→ Written request: Can you copy all of the data below line for line, without changing anything and without including the pictures?
* * * * *
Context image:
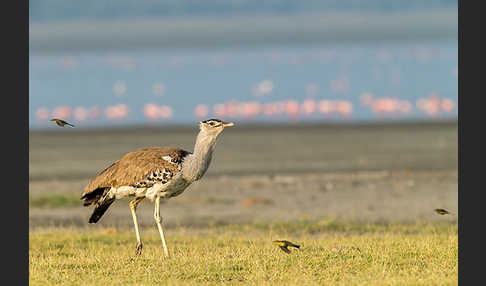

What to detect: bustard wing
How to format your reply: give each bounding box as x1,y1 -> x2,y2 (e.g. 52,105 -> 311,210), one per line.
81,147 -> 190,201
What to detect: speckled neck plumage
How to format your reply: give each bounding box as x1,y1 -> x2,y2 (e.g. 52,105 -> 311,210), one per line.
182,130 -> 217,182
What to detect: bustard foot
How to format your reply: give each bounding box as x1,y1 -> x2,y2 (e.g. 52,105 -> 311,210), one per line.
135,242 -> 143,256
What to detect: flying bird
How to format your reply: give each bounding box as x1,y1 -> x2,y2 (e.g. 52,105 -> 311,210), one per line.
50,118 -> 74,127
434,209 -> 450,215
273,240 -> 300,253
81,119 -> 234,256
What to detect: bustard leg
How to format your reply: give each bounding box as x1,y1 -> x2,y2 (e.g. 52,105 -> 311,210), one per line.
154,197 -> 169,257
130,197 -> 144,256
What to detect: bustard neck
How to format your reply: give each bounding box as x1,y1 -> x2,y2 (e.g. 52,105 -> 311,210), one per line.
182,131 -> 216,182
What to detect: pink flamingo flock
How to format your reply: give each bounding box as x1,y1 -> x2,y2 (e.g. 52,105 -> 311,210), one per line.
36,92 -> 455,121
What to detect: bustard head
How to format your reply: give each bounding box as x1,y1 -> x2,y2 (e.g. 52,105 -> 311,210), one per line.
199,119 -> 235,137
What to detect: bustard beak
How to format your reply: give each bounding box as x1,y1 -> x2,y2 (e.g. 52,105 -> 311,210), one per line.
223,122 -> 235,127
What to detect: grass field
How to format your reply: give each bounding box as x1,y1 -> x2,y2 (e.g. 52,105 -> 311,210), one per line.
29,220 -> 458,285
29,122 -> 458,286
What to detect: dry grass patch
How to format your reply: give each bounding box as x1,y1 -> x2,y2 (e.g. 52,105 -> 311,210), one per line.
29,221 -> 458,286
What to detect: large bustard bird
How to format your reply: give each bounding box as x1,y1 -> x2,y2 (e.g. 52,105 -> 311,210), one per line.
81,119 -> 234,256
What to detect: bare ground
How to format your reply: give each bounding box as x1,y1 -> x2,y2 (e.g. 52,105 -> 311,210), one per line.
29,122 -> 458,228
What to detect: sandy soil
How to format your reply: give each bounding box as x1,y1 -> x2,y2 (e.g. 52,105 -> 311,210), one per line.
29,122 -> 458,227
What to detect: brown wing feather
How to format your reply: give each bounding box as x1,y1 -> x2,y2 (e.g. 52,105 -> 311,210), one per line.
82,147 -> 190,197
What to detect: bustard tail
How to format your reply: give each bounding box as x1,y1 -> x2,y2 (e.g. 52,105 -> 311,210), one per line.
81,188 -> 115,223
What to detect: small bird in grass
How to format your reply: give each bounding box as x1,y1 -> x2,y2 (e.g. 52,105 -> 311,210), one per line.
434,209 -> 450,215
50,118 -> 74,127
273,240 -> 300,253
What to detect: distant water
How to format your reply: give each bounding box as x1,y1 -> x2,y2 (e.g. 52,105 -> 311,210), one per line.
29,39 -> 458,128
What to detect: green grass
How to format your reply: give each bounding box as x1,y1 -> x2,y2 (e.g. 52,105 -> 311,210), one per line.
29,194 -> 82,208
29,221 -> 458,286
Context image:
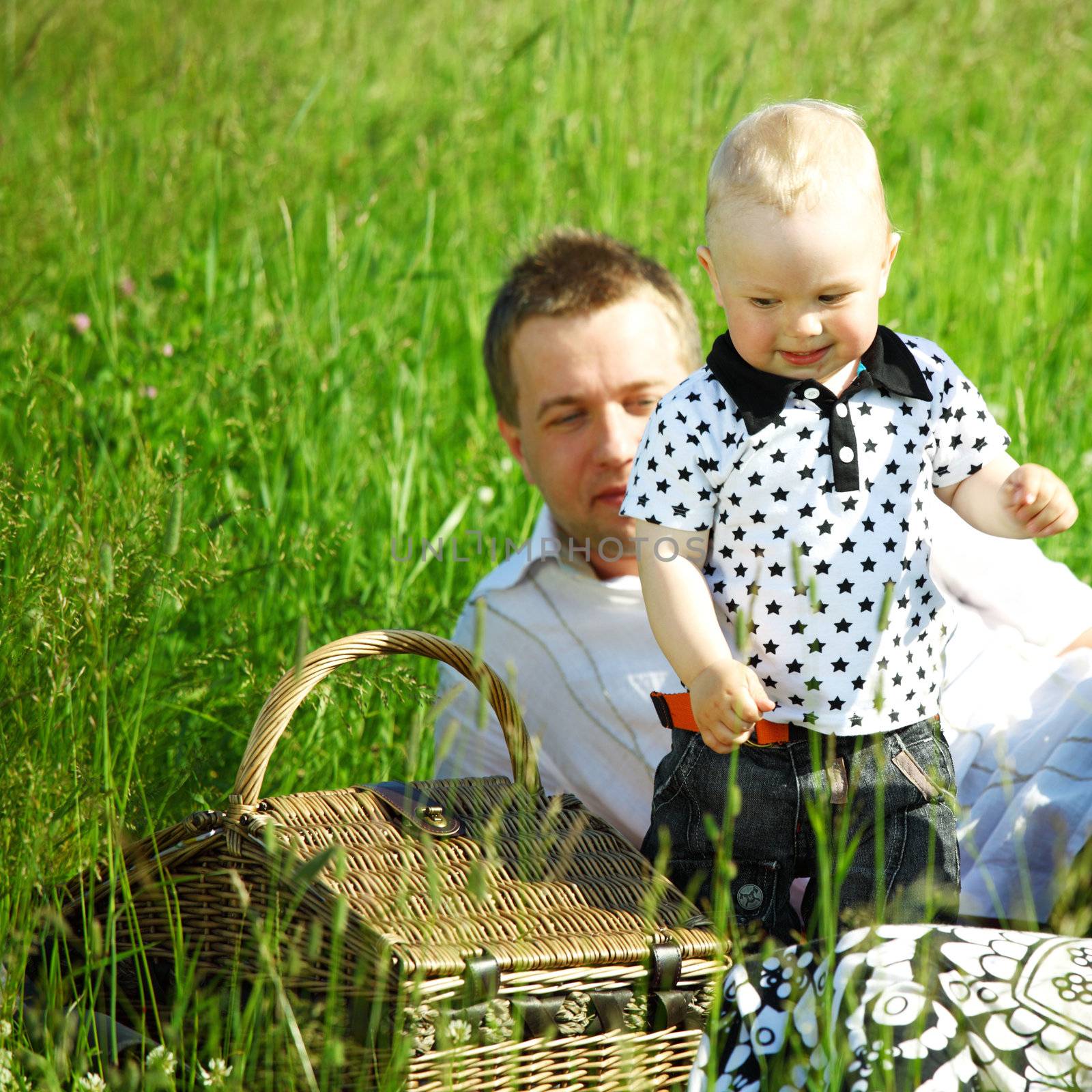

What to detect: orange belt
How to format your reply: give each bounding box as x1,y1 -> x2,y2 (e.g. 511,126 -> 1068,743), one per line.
* * * * *
→ Result of this task:
Context image:

What to detect: bustard wing
How to format your reply: give each bounding box as x1,y1 -> x2,y2 (e.g. 52,105 -> 311,210), one per line.
81,147 -> 190,201
What to detect: speckled neck plumage
How to format your reply: give each bounding box as x1,y1 -> x2,y2 (e.g. 52,105 -> 311,210), one per line.
182,130 -> 217,182
What to detect: bustard foot
How to format your reply: give each bounding box as x1,y1 -> x2,y2 (e.g. 52,105 -> 311,210), one per line.
135,242 -> 143,256
What to detect: flying bird
How to format your reply: give each bounding box as x1,y1 -> x2,y2 (e.g. 52,105 -> 311,210), one per line.
50,118 -> 74,127
434,209 -> 450,215
273,240 -> 300,253
81,119 -> 234,256
What to detect: bustard leg
How to format your reply: give each bounding box as x1,y1 -> x2,y2 (e.g. 52,105 -> 311,210), one per line.
154,197 -> 169,257
130,197 -> 144,256
What to detect: bustard neck
How to format your reply: give each bounding box as x1,y1 -> x2,y2 (e.g. 52,105 -> 311,210), one per line.
182,131 -> 216,182
What to detect: pink flamingo flock
How to format your reply: give each bounding box as x1,y1 -> x2,y2 (e.g. 52,105 -> 311,210), one per line.
36,92 -> 455,121
What to detect: bustard head
How to format your reply: give each bounding box as x1,y1 -> x2,y2 (e.g. 52,105 -> 311,210), one per line.
199,119 -> 235,137
What to detect: bustard beak
How to format your reply: give each bounding box as x1,y1 -> x2,y2 (e.g. 52,105 -> 311,210), one per line.
223,122 -> 235,127
What to detect: grass field
How to format your reply: give each bounding box as x1,y1 -> x2,y2 (e.g. 52,105 -> 311,210), one per line.
29,220 -> 458,285
29,122 -> 458,286
What to detect: dry grass patch
How to format your reply: give each bounding box as x1,y1 -> x2,y2 (e.g. 52,105 -> 311,210), one per line.
29,221 -> 458,286
What to detect: large bustard bird
How to format your reply: give each bounding box as x1,y1 -> x2,y2 (e.g. 52,105 -> 311,210), one per line.
81,119 -> 234,256
What to detect: bare ground
How to format your reply: give each bounding box as x1,y1 -> x2,y2 (e.g. 52,105 -> 311,210), one per line.
29,122 -> 458,228
What to detect: sandy soil
How to format your reply: give each bounding box as x1,y1 -> x2,y2 (e.g. 52,105 -> 311,210), one per line.
29,122 -> 458,227
What to detect: brown wing feather
How to format your reply: give each bounding box as x1,y1 -> x2,y2 (e.g. 52,105 -> 311,210), one per line.
82,147 -> 190,197
What to detect: bustard tail
How to format your reply: give each bounding box as x1,y1 -> x2,y2 (e.g. 52,105 -> 311,210), one per line.
81,188 -> 115,223
What to detect: small bird in grass
How to format your reply: give each bounding box as x1,y1 -> x2,y2 (e.g. 52,105 -> 311,210), one per line.
434,209 -> 450,215
50,118 -> 74,127
273,240 -> 300,253
What to detect: distant water
How to format your reply: give each bounding box as x1,y1 -> x2,y2 (e.g. 52,105 -> 311,210), one per line.
29,39 -> 458,128
What to detect: green grass
How to format your reply: give each bounding box as x1,y1 -> x2,y2 (e.g. 52,105 -> 311,210), one per line.
29,194 -> 82,208
29,221 -> 458,286
Context image:

What to detect: orange belt
How to format your reply: give each bounding box as x1,y1 -> x2,y2 (e.g. 511,126 -> 1068,743), one per line.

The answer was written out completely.